• [Prompt] Output only the lines below that start at the line containing "The call MUST return, for every instance of the tree" and end at the line containing "formatted like [49,156].", with both ends kept.

(Stored data entries)
----

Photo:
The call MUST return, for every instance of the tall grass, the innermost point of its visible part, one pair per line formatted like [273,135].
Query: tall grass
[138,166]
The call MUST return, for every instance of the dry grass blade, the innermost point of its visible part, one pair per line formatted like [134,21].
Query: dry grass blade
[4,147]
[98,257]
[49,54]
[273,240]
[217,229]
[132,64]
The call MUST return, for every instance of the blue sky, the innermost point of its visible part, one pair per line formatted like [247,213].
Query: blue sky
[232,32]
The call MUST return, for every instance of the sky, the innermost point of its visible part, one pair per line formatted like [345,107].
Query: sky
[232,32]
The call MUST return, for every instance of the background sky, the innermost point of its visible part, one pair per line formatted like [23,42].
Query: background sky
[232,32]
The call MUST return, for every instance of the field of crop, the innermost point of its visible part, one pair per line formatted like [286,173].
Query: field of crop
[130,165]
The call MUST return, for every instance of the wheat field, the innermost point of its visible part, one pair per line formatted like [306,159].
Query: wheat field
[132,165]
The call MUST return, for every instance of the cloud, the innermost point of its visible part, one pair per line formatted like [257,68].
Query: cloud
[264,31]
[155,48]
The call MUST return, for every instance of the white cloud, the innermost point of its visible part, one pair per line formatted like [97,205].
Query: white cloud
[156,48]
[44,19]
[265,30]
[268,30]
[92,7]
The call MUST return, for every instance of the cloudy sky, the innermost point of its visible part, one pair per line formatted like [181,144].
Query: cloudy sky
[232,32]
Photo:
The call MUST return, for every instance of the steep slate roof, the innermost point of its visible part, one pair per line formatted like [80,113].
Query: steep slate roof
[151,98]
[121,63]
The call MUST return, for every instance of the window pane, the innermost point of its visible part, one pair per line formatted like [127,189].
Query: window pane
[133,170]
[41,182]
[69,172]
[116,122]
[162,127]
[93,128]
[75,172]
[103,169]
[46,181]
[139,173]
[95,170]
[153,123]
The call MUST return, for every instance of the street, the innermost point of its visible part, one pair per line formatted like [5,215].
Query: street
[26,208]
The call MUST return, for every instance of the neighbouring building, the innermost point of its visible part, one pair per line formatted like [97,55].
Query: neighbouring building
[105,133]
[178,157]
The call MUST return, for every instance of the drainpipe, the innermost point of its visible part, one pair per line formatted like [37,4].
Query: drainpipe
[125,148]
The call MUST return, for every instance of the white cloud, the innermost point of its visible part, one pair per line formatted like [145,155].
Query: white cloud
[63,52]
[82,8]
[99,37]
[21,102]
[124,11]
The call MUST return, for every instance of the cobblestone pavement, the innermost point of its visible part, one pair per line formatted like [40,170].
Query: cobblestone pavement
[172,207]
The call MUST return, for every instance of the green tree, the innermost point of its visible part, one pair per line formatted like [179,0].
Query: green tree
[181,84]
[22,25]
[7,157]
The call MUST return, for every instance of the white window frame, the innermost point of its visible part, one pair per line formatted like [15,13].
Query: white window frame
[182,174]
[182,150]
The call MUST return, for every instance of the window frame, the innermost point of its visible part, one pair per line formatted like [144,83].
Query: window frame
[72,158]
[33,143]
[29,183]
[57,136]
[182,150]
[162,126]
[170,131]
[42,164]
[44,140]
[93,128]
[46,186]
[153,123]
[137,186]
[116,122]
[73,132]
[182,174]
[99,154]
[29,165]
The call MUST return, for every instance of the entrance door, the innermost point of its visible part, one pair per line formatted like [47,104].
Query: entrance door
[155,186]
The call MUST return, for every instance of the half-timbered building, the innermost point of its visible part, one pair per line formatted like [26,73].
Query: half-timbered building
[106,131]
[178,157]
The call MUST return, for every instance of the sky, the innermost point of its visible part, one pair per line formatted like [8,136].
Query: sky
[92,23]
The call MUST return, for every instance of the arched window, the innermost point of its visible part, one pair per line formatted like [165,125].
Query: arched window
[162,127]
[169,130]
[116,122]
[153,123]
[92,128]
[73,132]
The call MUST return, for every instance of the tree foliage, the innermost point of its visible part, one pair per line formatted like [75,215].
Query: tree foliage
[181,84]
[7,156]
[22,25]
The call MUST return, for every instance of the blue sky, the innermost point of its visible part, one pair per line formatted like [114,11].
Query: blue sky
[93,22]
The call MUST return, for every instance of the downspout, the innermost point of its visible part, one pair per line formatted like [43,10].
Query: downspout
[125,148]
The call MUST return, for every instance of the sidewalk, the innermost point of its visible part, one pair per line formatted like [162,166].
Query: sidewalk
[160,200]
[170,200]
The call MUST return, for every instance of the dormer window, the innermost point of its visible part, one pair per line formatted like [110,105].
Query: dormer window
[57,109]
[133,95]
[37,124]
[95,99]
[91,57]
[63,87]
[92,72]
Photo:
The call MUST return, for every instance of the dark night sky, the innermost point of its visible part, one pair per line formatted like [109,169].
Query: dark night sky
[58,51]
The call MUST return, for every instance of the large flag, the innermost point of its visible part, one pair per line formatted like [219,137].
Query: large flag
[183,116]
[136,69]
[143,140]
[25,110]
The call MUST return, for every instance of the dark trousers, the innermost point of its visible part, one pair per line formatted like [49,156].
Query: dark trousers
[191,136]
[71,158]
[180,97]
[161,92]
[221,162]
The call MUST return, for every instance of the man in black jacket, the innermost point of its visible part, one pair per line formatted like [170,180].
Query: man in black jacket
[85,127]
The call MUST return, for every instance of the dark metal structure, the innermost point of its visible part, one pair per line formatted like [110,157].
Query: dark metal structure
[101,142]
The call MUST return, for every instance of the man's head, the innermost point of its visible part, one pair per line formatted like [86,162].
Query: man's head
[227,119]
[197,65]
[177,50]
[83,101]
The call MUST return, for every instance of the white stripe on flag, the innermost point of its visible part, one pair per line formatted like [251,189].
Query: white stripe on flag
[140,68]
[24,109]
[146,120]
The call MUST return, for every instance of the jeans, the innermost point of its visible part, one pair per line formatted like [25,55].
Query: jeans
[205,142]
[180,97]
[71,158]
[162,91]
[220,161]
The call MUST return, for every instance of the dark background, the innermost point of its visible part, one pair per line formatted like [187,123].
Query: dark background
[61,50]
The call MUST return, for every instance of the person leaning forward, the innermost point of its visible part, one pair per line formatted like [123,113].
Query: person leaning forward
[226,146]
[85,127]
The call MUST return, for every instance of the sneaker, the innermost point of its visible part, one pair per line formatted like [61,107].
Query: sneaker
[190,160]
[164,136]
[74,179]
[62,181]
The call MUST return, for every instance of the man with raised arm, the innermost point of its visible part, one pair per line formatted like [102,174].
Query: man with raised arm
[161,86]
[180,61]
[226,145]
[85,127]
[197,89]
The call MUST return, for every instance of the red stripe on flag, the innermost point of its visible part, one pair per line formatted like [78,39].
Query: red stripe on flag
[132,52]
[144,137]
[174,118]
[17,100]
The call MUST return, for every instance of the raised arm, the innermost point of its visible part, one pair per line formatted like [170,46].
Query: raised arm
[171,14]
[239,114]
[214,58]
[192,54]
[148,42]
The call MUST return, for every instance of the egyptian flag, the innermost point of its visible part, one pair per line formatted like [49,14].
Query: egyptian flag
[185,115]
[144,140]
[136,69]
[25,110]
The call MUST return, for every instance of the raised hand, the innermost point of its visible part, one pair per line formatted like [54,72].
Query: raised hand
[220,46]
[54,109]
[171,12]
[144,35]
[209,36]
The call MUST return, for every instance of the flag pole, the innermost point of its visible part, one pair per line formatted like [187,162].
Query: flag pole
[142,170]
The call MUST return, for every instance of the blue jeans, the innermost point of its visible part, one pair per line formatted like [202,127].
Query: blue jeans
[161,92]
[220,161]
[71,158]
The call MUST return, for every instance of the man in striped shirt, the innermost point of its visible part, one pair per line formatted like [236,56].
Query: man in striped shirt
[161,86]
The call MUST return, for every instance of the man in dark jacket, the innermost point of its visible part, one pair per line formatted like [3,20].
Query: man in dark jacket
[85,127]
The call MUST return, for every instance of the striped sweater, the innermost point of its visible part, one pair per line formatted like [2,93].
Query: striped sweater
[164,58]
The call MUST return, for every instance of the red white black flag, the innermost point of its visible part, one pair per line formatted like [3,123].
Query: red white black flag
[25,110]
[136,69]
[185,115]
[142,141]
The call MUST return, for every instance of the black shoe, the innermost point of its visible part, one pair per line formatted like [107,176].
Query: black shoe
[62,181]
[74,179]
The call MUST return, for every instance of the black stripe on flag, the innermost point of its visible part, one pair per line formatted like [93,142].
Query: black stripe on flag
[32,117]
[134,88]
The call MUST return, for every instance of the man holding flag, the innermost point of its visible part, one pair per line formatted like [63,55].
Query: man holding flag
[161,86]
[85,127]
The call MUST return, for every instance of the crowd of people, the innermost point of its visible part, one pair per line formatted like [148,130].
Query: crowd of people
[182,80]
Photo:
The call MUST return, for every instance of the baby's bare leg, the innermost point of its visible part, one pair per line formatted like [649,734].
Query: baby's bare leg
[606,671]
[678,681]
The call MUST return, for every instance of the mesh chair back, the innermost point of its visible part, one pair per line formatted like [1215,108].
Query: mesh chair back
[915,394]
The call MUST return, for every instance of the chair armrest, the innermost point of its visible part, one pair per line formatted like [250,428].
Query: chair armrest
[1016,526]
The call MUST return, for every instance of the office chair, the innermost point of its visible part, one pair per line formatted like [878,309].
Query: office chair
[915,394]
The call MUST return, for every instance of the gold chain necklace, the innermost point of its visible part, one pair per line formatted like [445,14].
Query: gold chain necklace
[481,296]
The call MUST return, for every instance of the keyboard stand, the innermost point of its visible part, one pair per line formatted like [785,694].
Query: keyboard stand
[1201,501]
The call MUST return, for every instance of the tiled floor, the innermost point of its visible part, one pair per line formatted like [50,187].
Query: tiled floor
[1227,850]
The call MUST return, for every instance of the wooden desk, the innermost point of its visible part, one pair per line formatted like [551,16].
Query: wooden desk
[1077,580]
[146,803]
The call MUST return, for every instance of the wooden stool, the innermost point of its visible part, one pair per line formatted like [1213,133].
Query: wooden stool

----

• [Solution to this exercise]
The call MUST return, for every instance of the tree foliage, the innermost point of its visible part, one pair per line formatted like [75,215].
Query: tree foliage
[181,84]
[7,156]
[22,25]
The call MUST return, for every instance of the blue sky, the innermost point of its visible part, one pair per line formatted like [114,11].
Query: blue sky
[93,22]
The call MUST return, for every instance of the downspout, the innermost point of its visible part, one pair per line formatted like [43,10].
Query: downspout
[125,148]
The call MUST return, for every instance of the sidewalk, the innermost point of its visible part, one pair per line formatted like [162,166].
Query: sidewalk
[160,200]
[170,200]
The call MUST return, for every instance of the dormer window, the innermost point of its visible part, one pair per line formatted like [110,105].
Query: dormer window
[57,109]
[133,95]
[37,124]
[95,99]
[91,57]
[63,87]
[92,72]
Photo:
The call MUST return, for every instance of the dark night sky, the innermost point of its visible part, one pair per line formatted like [109,169].
Query: dark night sky
[58,51]
The call MUST return, for every instance of the large flag, the innermost point of its visible part, one pair per line formatted like [219,137].
Query: large flag
[183,116]
[136,69]
[143,140]
[25,110]
The call MUST return, for every instance of the dark trousers, the innermost point of its visible part, one pair per line formatted like [49,156].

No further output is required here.